+++ Text provided +++

Why Rosebank is Joburg’s most popular business district

In recent years Rosebank has emerged as the preferred location for office space in Johannesburg. According to an article that appeared in Business Day recently, “Brokers say Rosebank is more popular with tenants due to its pedestrian-friendly environment” and “the district is now winning the race for tenants against Sandton”.

Rosebank has beautiful tree-lined streets that are at a scale that is pedestrian-friendly and the district is located conveniently between various different key city nodes. As a highly walkable neighbourhood, Rosebank’s scale supports both corporate and residential buildings, making for a unique and enriching lifestyle mix.

As more workers return to offices in Rosebank, we asked some of our district stakeholders working in the property development sector for some insights into how Rosebank’s attractiveness has developed and what more can be done to enhance this.

Night time view of The Bank building (right) in Rosebank

MARK CORBISHLEY, CEO of Blend Property Group (who recently completed construction of The Bank building on Cradock Avenue)

What do you think makes Rosebank attractive as a destination for corporates?

Mark Corbishley: We’re seeing a reversal on ‘rotational’ work with companies opting for a 3-day-in 2-day-out model for all staff and focusing on collaboration while in-office which necessitates that all staff need to be in-office on certain days. Our longer-term view is that the office remains essential to fostering culture, on-boarding, collaboration and innovation and that this is best served by having all staff in the office on the same day.

+++

- _What to do_:
A – Answer these questions from the text on Rosebank.
(i) According to brokers quoted in Business Day, why is Rosebank more popular with tenants?
(ii) On which avenue is The Bank building?
(iii) What work model does Mark Corbishley say companies are opting for?
B – Reproduce the stretch of the text on Rosebank from "In recent years" through "enriching lifestyle mix.".
C – Decide whether each statement agrees with the text on Rosebank. Answer yes or no, and quote the words from the text that settle it.
(i) The Business Day article reports that Rosebank is losing tenants to Sandton.
(ii) Mark Corbishley is CEO of Blend Property Group.
(iii) Corbishley holds that the office's purpose is best served when staff come in on different days.

+++ Data supplied +++

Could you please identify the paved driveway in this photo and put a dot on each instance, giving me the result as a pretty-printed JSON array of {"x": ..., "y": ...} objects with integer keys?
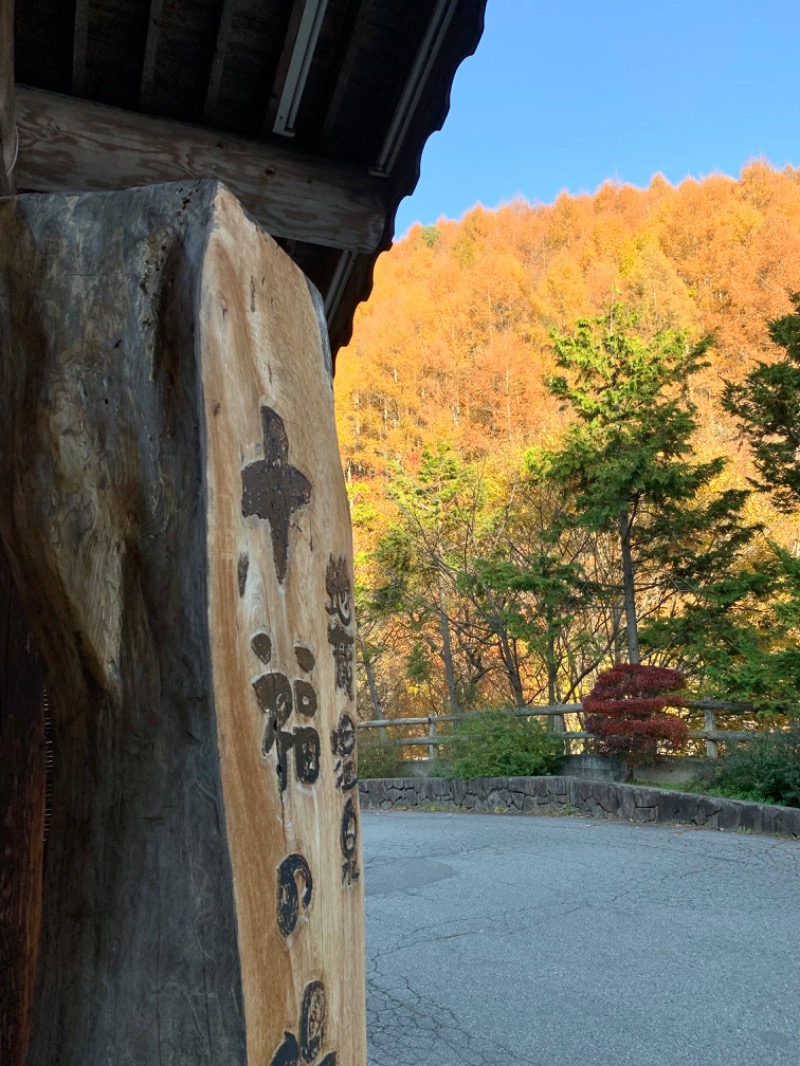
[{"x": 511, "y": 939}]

+++
+++ Data supplied +++

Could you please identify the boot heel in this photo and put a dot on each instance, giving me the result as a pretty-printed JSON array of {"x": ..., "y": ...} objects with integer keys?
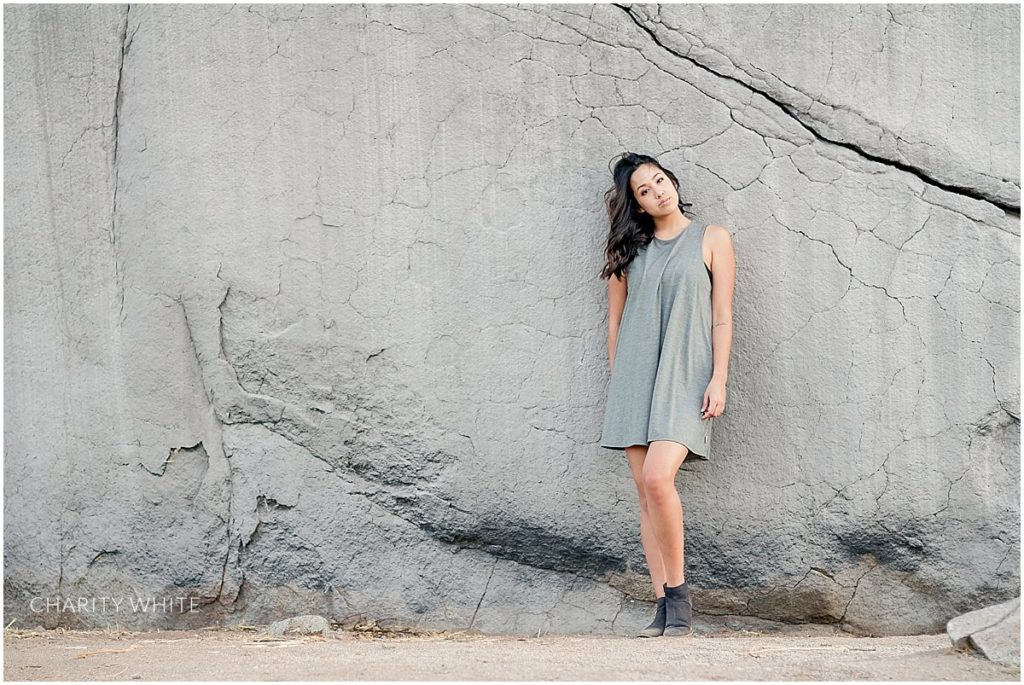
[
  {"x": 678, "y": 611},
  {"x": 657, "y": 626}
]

+++
+++ Data supplied +++

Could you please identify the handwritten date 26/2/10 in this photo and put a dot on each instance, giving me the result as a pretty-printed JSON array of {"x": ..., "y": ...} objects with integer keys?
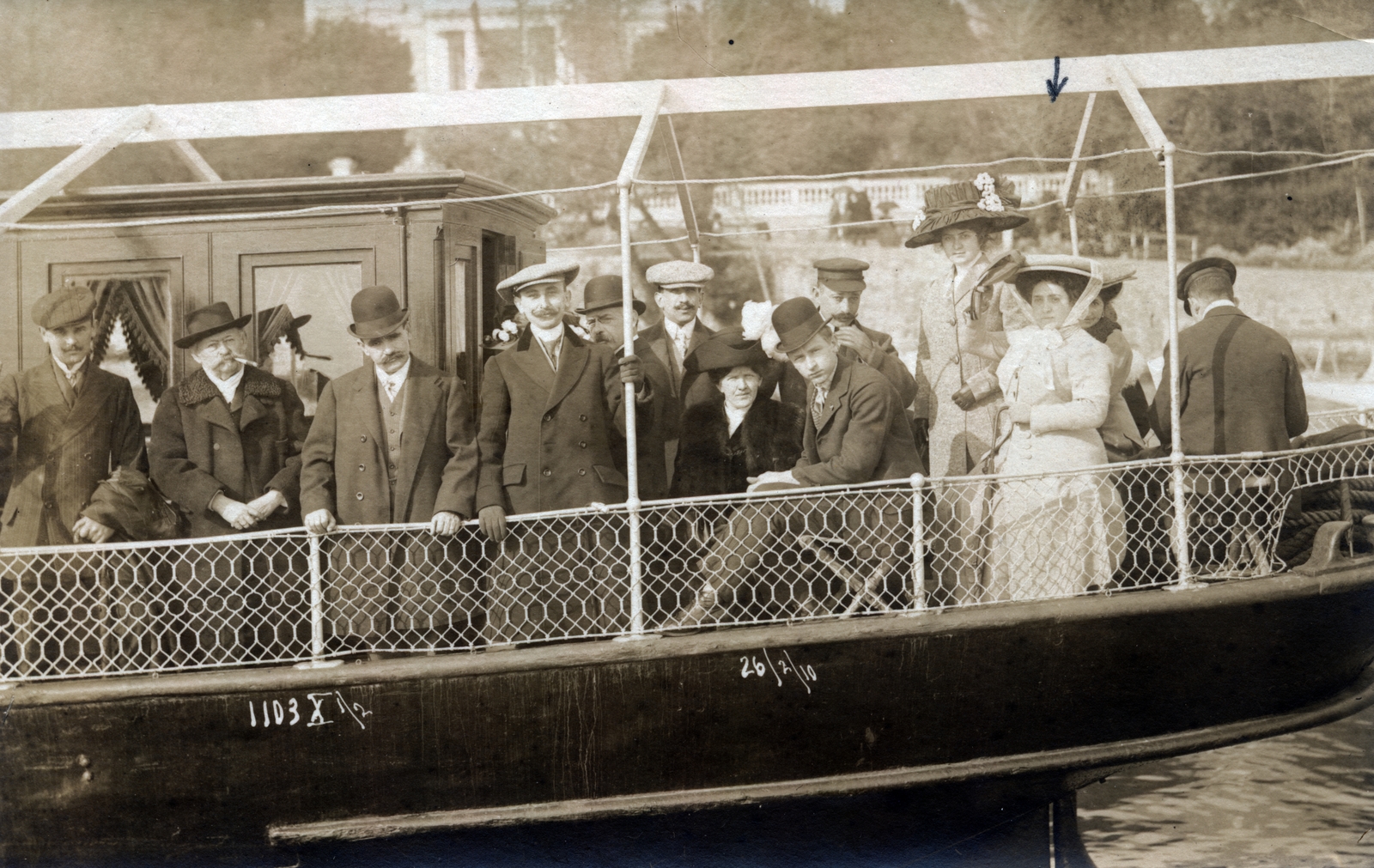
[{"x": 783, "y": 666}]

+++

- _Outputs for the tasks_:
A –
(i) Its pedestrian-friendly environment.
(ii) Cradock Avenue.
(iii) A 3-day-in 2-day-out model for all staff.

B –
In recent years Rosebank has emerged as the preferred location for office space in Johannesburg. According to an article that appeared in Business Day recently, “Brokers say Rosebank is more popular with tenants due to its pedestrian-friendly environment” and “the district is now winning the race for tenants against Sandton”.

Rosebank has beautiful tree-lined streets that are at a scale that is pedestrian-friendly and the district is located conveniently between various different key city nodes. As a highly walkable neighbourhood, Rosebank’s scale supports both corporate and residential buildings, making for a unique and enriching lifestyle mix.

C –
(i) No: "the district is now winning the race for tenants against Sandton"
(ii) Yes: "MARK CORBISHLEY, CEO of Blend Property Group"
(iii) No: "this is best served by having all staff in the office on the same day"